PROMPT 1
List every line of the rows that contains the string "with".
PROMPT 2
Continue the mailing-list thread about the chunk tree dump and the offending tree block from where it stops.

On Wed, Feb 17, 2021 at 5:24 PM Qu Wenruo <[email protected]> wrote:
> On 2021/2/11 上午7:47, Qu Wenruo wrote:
> > On 2021/2/11 上午6:17, Erik Jensen wrote:
> >> On Tue, Feb 9, 2021 at 9:47 PM Qu Wenruo <[email protected]> wrote:
> > [...]
> >>>
> >>> Unfortunately I didn't get much useful info from the trace events.
> >>> As a lot of the values doesn't even make sense to me....
> >>>
> >>> But the chunk tree dump proves to be more useful.
> >>>
> >>> Firstly, the offending tree block doesn't even occur in chunk chunk
> >>> ranges.
> >>>
> >>> The offending tree block is 26207780683776, but the tree dump doesn't
> >>> have any range there.

EXTRACTED INFORMATION

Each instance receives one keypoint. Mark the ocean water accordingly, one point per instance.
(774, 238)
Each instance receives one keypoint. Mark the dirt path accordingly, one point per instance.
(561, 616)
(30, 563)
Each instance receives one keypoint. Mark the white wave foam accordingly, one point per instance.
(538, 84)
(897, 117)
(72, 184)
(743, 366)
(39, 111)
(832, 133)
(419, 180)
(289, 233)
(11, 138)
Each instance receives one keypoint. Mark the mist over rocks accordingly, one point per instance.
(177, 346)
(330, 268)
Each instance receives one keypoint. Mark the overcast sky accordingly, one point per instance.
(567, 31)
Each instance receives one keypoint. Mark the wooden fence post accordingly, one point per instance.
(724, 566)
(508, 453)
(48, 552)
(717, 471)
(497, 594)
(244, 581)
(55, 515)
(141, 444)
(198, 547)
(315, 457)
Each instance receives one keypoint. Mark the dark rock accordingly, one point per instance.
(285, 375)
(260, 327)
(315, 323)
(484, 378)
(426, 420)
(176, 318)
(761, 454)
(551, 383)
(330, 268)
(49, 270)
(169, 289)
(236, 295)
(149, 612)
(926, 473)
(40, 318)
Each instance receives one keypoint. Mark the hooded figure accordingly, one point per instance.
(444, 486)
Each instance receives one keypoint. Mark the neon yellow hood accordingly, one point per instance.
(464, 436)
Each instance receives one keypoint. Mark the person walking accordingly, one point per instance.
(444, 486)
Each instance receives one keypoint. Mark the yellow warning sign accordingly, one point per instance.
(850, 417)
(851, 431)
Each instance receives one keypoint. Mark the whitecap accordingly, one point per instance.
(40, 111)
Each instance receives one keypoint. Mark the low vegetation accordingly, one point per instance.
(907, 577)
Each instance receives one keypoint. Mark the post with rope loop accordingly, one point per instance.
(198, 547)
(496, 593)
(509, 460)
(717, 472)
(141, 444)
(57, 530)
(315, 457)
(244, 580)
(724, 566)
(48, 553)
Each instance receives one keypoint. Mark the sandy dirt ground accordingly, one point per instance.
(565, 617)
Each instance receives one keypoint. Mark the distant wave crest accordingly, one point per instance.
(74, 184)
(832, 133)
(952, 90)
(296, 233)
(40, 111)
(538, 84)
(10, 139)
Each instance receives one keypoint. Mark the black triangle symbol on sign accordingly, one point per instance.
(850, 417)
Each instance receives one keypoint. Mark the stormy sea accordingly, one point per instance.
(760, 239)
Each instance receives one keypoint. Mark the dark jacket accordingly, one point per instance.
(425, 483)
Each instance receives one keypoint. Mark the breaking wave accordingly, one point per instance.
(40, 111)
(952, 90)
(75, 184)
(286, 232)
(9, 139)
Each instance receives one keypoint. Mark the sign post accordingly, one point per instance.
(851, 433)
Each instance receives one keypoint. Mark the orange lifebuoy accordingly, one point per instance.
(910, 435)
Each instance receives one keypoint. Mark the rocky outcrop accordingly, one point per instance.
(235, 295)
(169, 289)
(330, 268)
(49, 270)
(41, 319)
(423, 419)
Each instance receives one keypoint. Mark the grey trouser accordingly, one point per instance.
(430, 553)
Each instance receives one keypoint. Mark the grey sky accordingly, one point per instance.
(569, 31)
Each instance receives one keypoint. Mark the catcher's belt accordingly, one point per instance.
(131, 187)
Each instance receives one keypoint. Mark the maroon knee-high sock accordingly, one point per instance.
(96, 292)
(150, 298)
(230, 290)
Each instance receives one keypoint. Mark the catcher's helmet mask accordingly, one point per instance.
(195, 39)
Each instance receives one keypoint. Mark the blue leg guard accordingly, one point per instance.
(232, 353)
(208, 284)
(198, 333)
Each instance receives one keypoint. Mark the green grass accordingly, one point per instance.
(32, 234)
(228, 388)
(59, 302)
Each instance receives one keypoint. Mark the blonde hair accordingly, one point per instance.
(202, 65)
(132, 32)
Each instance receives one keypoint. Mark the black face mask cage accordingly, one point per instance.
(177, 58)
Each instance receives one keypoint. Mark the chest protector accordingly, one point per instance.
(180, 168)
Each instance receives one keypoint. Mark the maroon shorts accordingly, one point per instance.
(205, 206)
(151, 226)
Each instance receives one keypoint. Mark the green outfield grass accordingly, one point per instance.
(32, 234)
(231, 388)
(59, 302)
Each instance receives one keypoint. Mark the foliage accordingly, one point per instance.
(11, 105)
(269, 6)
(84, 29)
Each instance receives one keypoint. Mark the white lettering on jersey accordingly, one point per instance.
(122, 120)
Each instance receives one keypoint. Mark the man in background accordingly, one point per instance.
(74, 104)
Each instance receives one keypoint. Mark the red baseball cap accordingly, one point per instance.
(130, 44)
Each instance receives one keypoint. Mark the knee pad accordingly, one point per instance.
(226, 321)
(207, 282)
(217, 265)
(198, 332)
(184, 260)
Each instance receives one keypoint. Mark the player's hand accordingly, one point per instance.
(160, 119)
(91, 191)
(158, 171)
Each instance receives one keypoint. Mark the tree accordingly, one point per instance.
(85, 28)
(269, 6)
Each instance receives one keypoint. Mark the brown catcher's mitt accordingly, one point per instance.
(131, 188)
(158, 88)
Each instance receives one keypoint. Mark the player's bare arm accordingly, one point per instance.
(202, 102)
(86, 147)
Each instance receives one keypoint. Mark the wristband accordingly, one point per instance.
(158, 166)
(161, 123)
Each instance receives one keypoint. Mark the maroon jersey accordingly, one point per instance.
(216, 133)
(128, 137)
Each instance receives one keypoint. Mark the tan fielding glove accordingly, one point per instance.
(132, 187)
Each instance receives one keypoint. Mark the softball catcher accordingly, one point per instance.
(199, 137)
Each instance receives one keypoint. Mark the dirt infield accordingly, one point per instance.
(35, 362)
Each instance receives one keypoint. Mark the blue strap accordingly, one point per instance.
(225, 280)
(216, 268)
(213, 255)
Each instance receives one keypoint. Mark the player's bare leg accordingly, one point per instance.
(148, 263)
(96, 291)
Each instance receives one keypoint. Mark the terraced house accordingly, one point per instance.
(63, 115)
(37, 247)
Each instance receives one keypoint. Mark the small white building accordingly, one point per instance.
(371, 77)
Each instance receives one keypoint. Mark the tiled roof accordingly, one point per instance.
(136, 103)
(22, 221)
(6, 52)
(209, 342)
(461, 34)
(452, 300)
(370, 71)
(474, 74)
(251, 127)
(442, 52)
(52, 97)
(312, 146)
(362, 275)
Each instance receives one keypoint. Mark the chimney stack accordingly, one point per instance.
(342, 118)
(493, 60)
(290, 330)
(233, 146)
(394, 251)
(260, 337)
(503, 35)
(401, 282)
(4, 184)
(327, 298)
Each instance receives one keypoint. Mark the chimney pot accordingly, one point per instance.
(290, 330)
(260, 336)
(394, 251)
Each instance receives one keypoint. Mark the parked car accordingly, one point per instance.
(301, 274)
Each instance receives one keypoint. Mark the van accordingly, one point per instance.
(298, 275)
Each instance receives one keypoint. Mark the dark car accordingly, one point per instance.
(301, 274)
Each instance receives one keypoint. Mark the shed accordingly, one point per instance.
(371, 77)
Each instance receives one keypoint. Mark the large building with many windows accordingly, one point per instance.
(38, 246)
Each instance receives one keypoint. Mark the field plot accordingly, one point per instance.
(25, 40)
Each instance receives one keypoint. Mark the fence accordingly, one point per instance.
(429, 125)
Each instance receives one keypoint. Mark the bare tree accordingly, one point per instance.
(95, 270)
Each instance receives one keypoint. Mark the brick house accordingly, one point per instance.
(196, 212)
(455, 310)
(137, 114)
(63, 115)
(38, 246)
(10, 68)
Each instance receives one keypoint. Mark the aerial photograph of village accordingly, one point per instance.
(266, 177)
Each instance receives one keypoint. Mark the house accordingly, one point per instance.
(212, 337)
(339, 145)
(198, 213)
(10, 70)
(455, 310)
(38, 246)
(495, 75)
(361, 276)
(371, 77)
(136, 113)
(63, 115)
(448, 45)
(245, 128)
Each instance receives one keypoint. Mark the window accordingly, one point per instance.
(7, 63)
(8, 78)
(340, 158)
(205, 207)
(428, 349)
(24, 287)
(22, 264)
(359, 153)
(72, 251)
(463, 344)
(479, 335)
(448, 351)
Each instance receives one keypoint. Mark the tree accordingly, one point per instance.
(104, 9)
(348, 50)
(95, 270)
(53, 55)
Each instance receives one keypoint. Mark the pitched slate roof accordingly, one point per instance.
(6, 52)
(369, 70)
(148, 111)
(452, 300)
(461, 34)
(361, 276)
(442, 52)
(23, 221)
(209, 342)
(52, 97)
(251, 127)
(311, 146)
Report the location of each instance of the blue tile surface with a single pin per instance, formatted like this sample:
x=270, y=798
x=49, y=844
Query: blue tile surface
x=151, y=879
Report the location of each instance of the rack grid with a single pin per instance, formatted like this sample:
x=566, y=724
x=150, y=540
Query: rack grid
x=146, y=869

TASK RESULT 1
Each instance receives one keypoint. Mark the post with rope loop accordingly, one point per instance.
Each instance receives one keypoint. Mark the large building with many windows accordingly, one point per instance.
Report the location of each instance of the blue tile surface with a single pin per instance, formatted like this sample:
Report the location of each instance of the rack grid with a single pin per instance, formatted like this sample:

TASK RESULT 2
> >>>
> >>> The highest chunk is at 5958289850368 + 4294967296, still one digit
> >>> lower than the expected value.
> >>>
> >>> I'm surprised we didn't even get any error for that, thus it may
> >>> indicate our chunk mapping is incorrect too.
> >>>
> >>> Would you please try the following diff on the 32bit system and report
> >>> back the dmesg?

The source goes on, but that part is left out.